▸ **Tareas pendientes**:
(a) ¿Cuál es el problema de fondo según el texto sobre las inundaciones?
(b) Prosigue el texto sobre las inundaciones a partir de su última oración.

La esperanza, sin embargo, no está perdida. Cada crisis deja en evidencia que las comunidades son capaces de organizarse, de resistir y de apoyarse unas a otras cuando el Estado falla.

Ese capital social, ese espíritu solidario, debería ser la base para una política pública distinta: una que no llegue siempre después del desastre, sino antes, para prevenirlo.

El problema de fondo no es la lluvia. Es la falta de voluntad política, o peor aún, de capacidad, para actuar a tiempo, para planear con seriedad, para reconocer que el futuro traerá tormentas aún más severas. Y lo triste es que, si no se hace algo ya, la próxima inundación no sólo nos mojará los pies: terminará arrastrando la confianza que todavía queda en quienes deberían protegernos.

▸ **Datos extraídos**:
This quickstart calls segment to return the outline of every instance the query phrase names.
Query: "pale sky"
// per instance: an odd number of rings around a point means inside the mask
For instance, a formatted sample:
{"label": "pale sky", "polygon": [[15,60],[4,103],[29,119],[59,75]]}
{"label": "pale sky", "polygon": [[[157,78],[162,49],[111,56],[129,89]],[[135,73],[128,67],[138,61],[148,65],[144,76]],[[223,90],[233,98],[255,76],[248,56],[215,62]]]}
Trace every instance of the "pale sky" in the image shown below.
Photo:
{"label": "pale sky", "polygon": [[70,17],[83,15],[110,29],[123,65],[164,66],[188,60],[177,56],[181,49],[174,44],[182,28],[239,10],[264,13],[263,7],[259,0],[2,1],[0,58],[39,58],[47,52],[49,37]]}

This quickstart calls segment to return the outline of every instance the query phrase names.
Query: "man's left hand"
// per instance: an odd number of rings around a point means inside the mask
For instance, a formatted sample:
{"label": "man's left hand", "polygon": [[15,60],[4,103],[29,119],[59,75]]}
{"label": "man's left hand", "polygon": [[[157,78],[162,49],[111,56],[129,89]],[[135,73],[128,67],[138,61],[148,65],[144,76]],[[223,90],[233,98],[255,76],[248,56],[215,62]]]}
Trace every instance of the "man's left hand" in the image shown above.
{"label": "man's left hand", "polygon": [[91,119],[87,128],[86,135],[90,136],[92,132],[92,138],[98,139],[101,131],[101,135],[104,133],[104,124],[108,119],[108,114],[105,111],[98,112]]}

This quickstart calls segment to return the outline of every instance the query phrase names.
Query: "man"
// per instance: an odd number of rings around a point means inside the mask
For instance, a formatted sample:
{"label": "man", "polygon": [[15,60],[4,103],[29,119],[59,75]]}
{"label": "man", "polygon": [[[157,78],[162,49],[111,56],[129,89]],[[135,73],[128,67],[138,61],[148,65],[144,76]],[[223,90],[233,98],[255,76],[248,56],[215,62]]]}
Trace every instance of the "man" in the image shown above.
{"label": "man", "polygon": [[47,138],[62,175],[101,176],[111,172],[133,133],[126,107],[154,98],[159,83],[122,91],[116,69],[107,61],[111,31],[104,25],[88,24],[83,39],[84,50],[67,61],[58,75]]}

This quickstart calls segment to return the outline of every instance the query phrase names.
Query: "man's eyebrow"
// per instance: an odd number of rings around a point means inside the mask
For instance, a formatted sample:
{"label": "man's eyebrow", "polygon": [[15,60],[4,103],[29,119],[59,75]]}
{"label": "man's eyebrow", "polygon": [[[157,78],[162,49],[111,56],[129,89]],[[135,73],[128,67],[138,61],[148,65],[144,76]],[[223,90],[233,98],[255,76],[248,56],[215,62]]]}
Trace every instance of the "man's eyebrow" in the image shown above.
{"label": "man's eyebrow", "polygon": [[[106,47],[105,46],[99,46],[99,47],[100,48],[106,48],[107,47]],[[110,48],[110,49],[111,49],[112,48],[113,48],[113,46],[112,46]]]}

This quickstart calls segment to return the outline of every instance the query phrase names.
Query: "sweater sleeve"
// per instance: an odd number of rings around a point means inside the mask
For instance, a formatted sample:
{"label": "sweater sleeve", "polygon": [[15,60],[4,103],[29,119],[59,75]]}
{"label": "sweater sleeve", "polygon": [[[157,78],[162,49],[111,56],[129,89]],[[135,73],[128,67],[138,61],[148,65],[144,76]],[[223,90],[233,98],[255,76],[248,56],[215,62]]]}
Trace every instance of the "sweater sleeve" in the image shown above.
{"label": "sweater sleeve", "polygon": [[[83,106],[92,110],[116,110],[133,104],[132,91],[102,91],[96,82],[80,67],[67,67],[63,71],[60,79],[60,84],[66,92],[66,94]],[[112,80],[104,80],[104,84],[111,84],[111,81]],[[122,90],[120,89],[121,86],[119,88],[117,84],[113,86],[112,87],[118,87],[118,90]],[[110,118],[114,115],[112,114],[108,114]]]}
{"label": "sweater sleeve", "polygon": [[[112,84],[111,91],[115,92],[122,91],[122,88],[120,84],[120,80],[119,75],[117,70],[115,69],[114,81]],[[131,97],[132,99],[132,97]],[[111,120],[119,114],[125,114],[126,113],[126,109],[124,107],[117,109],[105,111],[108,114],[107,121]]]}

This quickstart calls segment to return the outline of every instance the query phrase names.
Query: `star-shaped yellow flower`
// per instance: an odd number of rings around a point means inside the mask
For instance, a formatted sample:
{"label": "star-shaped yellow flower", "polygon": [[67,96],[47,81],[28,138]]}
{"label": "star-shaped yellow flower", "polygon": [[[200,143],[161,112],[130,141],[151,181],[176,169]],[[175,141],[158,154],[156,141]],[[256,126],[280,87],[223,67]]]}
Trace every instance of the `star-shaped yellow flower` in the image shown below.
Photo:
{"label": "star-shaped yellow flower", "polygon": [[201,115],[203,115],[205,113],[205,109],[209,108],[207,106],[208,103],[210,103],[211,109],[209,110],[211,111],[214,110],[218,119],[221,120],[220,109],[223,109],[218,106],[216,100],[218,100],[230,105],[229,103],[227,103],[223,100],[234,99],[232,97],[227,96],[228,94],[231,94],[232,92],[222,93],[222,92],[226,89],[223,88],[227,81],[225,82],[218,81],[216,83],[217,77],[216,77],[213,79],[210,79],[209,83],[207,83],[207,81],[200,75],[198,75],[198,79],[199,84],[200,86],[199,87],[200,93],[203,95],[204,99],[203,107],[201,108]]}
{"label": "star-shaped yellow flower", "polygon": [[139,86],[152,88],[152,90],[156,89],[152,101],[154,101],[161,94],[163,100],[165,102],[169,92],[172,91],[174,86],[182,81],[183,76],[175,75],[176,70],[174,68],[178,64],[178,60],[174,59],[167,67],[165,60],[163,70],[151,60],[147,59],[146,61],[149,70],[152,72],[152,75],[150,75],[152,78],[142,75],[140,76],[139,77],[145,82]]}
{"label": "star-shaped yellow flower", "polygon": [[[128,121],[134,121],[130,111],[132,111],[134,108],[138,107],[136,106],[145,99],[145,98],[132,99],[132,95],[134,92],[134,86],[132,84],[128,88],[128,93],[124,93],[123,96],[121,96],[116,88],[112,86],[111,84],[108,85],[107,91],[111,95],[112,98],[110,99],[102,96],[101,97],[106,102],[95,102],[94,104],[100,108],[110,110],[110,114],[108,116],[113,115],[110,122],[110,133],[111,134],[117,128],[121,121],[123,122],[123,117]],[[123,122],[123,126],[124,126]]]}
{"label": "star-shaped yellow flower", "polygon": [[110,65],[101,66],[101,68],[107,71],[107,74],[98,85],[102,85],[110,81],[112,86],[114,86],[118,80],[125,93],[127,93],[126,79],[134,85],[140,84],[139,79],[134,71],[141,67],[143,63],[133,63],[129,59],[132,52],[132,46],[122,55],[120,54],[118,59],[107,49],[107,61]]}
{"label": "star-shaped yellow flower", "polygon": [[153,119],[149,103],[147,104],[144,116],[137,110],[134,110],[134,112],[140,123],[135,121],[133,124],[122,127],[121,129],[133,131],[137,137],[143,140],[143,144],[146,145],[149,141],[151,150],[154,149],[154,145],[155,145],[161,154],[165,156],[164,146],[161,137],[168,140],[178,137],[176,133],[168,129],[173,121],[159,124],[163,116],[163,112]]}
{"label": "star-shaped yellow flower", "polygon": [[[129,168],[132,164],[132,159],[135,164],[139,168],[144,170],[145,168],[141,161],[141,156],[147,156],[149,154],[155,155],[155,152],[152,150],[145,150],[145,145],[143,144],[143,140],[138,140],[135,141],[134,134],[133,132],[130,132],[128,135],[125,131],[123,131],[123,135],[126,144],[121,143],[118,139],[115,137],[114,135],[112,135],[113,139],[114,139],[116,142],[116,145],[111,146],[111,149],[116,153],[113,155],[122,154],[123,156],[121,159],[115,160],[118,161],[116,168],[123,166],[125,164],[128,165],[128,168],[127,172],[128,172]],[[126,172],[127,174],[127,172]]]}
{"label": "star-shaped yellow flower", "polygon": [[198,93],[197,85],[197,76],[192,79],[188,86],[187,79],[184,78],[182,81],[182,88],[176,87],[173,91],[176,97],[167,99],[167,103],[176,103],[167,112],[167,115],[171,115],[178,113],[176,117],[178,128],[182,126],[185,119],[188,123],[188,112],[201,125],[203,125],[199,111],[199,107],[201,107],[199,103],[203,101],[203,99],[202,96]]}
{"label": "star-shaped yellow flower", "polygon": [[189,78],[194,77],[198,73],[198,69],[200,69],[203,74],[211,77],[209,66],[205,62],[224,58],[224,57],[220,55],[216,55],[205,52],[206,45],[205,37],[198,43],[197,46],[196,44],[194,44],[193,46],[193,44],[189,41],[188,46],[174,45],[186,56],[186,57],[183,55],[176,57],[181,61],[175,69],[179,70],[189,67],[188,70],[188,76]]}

▸ **Respuestas en orden**:
(a) La falta de voluntad política, o peor aún, de capacidad, para actuar a tiempo.

(b)
La última trinchera

Se acabó la historia de los informes regionales y vienen las comparecencias de los integrantes del gabinete.

Habrá que esperar a saber quiénes participan en este ejercicio, pero para cómo va la cosa será Laura González de Desarrollo Económico o Cristóbal Camarillo de Seguridad y no mucho más.

No se imagina uno a Daniel Sibaja o a Macarena Montoya dando la cara frente a la oposición, ¿o sí?